__LISTED RECORDS__.
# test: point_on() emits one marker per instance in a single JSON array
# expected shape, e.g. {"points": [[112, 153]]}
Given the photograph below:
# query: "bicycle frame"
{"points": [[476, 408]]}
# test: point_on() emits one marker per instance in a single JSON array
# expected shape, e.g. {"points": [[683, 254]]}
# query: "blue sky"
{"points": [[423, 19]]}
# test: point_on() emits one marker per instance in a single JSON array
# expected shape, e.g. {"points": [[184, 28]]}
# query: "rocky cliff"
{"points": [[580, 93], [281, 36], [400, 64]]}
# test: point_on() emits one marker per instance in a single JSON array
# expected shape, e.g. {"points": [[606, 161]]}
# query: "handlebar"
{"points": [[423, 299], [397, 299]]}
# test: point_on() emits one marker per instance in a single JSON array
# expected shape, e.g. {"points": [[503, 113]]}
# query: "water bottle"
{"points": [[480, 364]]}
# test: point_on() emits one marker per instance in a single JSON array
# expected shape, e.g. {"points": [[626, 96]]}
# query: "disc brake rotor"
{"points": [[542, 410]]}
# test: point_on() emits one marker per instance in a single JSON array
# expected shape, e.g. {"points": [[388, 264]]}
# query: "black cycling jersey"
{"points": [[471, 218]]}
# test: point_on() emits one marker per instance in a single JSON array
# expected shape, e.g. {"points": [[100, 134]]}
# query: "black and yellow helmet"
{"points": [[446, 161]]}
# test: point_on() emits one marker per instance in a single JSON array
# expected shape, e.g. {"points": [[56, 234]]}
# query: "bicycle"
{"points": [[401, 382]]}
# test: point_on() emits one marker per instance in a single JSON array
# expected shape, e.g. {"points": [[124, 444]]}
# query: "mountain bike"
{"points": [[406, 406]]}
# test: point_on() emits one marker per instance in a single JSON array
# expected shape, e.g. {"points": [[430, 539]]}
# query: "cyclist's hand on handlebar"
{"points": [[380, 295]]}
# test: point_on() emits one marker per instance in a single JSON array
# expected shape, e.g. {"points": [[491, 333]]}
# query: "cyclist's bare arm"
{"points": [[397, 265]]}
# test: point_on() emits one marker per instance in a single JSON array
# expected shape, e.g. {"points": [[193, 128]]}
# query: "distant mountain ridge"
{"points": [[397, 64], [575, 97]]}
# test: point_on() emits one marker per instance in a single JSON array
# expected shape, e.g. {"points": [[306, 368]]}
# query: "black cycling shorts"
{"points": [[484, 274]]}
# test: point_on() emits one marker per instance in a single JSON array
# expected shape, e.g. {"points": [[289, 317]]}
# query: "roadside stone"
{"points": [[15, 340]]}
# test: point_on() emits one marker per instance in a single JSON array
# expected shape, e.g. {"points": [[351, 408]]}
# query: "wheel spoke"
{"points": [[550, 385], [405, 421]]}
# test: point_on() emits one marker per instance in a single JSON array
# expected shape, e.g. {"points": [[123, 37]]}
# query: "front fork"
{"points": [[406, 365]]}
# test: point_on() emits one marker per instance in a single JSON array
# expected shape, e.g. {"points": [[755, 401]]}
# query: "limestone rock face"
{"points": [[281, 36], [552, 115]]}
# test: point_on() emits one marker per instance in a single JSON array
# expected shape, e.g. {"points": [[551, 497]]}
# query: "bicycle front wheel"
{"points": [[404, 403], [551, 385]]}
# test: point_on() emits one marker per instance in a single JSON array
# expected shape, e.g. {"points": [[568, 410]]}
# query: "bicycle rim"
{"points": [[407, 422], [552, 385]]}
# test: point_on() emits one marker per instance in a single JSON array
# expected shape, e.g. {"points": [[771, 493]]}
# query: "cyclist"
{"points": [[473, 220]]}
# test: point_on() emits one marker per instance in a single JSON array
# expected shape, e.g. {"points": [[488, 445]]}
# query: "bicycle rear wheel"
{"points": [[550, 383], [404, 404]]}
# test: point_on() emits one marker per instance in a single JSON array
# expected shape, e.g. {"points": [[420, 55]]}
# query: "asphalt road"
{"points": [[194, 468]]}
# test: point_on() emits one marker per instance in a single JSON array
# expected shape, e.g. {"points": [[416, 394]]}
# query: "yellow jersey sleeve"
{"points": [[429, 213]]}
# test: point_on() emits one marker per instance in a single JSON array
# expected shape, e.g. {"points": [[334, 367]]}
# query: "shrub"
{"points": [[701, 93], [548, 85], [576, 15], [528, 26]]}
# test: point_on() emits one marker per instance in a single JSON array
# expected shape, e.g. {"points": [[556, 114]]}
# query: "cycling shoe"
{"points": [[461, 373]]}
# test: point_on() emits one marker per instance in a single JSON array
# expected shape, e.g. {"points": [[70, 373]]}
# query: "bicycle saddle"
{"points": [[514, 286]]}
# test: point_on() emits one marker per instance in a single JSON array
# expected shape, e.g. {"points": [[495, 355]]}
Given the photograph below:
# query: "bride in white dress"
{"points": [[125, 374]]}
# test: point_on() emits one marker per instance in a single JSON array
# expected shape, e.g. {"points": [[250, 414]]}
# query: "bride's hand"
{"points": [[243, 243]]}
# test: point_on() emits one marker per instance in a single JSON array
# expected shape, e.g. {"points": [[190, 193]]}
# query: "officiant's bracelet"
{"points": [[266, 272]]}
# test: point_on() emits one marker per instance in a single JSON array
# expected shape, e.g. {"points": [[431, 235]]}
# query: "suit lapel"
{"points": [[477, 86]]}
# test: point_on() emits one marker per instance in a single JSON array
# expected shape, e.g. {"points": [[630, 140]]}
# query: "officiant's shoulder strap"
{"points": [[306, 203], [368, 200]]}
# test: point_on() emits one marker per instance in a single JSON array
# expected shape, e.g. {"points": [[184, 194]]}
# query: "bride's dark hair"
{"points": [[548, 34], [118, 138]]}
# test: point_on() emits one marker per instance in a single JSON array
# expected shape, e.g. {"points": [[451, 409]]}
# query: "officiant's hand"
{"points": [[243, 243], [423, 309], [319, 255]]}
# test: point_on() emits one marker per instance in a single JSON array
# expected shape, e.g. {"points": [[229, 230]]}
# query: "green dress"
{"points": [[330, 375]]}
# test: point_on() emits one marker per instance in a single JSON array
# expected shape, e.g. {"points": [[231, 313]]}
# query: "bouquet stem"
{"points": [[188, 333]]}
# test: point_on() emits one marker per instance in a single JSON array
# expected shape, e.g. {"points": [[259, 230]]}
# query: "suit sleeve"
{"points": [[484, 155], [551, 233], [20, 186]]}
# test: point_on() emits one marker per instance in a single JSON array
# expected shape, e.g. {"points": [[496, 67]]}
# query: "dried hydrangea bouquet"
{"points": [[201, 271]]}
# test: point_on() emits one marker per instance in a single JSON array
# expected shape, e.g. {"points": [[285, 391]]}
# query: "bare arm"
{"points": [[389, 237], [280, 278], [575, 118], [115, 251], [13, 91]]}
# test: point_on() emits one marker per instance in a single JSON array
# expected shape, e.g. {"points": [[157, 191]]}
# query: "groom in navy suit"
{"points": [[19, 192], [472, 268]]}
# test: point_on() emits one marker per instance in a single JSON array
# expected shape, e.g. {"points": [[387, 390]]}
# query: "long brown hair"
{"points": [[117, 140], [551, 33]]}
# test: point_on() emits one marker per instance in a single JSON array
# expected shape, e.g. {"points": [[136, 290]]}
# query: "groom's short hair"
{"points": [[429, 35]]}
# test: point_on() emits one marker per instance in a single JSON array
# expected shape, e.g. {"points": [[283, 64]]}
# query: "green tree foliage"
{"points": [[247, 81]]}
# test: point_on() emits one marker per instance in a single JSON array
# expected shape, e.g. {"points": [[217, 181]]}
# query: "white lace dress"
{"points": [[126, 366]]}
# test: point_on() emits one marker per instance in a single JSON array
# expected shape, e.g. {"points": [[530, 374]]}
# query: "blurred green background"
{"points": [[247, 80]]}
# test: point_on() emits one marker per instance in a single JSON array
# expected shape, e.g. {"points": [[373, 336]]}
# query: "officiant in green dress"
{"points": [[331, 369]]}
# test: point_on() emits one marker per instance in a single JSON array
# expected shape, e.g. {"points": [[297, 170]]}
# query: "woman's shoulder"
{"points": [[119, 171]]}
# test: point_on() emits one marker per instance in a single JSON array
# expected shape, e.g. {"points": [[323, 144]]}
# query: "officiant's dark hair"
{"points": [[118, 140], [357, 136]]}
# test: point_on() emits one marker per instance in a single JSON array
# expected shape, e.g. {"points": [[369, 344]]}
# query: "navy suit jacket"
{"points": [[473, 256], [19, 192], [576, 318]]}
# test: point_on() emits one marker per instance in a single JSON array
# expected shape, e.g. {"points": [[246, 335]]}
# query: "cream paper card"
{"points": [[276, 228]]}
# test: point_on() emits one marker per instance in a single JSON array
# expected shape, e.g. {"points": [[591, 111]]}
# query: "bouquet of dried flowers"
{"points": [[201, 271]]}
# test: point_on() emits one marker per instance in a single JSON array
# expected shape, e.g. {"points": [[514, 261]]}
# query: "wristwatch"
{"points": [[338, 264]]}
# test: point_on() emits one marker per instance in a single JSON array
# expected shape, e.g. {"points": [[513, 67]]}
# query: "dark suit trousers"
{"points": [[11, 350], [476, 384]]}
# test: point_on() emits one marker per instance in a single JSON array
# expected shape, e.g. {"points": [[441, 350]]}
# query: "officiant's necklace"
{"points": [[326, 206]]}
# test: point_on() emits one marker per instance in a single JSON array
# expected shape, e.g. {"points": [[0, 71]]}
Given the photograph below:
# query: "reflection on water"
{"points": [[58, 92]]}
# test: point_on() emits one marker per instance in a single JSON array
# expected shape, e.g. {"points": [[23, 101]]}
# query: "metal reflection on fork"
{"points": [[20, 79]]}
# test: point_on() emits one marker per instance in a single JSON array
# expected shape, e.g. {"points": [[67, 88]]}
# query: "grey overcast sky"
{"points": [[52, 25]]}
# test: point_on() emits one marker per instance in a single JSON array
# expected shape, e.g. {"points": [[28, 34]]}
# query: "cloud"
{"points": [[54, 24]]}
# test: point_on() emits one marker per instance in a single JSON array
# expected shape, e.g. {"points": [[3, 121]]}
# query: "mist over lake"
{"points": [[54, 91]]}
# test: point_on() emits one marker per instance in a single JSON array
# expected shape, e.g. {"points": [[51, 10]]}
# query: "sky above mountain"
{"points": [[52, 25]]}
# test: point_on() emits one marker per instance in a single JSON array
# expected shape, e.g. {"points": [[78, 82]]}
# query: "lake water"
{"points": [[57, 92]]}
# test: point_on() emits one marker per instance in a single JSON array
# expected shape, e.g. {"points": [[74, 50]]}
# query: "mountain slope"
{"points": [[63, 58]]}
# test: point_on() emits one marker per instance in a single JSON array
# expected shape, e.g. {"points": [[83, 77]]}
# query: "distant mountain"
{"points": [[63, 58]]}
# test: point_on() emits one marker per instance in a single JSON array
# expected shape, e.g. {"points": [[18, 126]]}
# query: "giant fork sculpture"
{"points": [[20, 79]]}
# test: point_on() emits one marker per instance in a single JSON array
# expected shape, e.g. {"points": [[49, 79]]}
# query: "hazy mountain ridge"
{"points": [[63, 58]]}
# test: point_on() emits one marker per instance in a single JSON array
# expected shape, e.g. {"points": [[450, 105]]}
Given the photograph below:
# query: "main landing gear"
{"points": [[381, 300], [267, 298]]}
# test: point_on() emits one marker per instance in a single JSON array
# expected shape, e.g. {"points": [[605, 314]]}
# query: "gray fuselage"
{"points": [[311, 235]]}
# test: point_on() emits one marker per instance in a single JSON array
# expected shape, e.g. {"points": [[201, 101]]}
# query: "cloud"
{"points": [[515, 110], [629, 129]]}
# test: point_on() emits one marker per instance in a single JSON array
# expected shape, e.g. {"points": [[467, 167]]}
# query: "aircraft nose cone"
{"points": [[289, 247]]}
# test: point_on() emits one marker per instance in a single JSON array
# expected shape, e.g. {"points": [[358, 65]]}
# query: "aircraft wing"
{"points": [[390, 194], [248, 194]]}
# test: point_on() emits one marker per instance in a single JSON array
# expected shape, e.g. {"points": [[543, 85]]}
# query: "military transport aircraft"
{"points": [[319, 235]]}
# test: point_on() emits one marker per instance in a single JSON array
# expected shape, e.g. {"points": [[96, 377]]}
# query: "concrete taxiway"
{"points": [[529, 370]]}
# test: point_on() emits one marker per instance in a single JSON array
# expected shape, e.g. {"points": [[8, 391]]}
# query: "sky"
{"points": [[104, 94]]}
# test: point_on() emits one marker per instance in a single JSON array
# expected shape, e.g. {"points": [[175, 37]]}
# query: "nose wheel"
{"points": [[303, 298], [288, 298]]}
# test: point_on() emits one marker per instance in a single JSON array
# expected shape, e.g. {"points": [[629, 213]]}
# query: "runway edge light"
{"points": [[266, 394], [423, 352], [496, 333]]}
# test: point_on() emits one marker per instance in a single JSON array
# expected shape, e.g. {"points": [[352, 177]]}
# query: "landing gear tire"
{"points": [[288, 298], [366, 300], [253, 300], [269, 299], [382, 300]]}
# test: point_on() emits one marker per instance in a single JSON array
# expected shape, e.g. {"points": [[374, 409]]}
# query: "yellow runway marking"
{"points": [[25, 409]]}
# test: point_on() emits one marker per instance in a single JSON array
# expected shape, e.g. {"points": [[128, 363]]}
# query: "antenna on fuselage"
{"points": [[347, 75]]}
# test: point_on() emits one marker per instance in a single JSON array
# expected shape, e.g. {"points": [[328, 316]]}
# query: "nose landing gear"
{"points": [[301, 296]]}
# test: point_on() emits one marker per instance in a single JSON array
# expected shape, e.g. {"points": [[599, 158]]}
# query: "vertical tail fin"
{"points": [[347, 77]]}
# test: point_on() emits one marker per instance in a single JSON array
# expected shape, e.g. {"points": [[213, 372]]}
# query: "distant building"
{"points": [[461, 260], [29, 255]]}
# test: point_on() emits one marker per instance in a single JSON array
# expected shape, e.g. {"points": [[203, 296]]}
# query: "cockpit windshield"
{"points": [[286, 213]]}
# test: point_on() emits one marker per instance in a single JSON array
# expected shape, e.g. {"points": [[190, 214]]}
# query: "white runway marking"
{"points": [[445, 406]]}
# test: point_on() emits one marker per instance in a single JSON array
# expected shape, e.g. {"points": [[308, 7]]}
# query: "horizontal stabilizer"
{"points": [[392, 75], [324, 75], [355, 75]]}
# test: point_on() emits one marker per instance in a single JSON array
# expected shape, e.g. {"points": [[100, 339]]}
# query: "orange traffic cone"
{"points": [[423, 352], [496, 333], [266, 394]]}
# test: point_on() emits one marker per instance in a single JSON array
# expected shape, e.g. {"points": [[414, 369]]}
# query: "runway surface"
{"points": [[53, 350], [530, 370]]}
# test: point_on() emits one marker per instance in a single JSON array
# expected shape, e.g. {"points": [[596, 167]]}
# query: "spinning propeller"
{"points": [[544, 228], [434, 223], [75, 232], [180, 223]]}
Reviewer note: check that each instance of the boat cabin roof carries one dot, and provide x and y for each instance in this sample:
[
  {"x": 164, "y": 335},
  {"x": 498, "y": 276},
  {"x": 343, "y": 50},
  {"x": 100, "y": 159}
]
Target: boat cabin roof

__TASK ITEM__. For every line in the data above that has the string "boat", return that line.

__REPLY TO THE EXERCISE__.
Reviewer note: check that each instance of the boat cabin roof carries one dot, and provide x and y for each instance in this sample:
Target: boat cabin roof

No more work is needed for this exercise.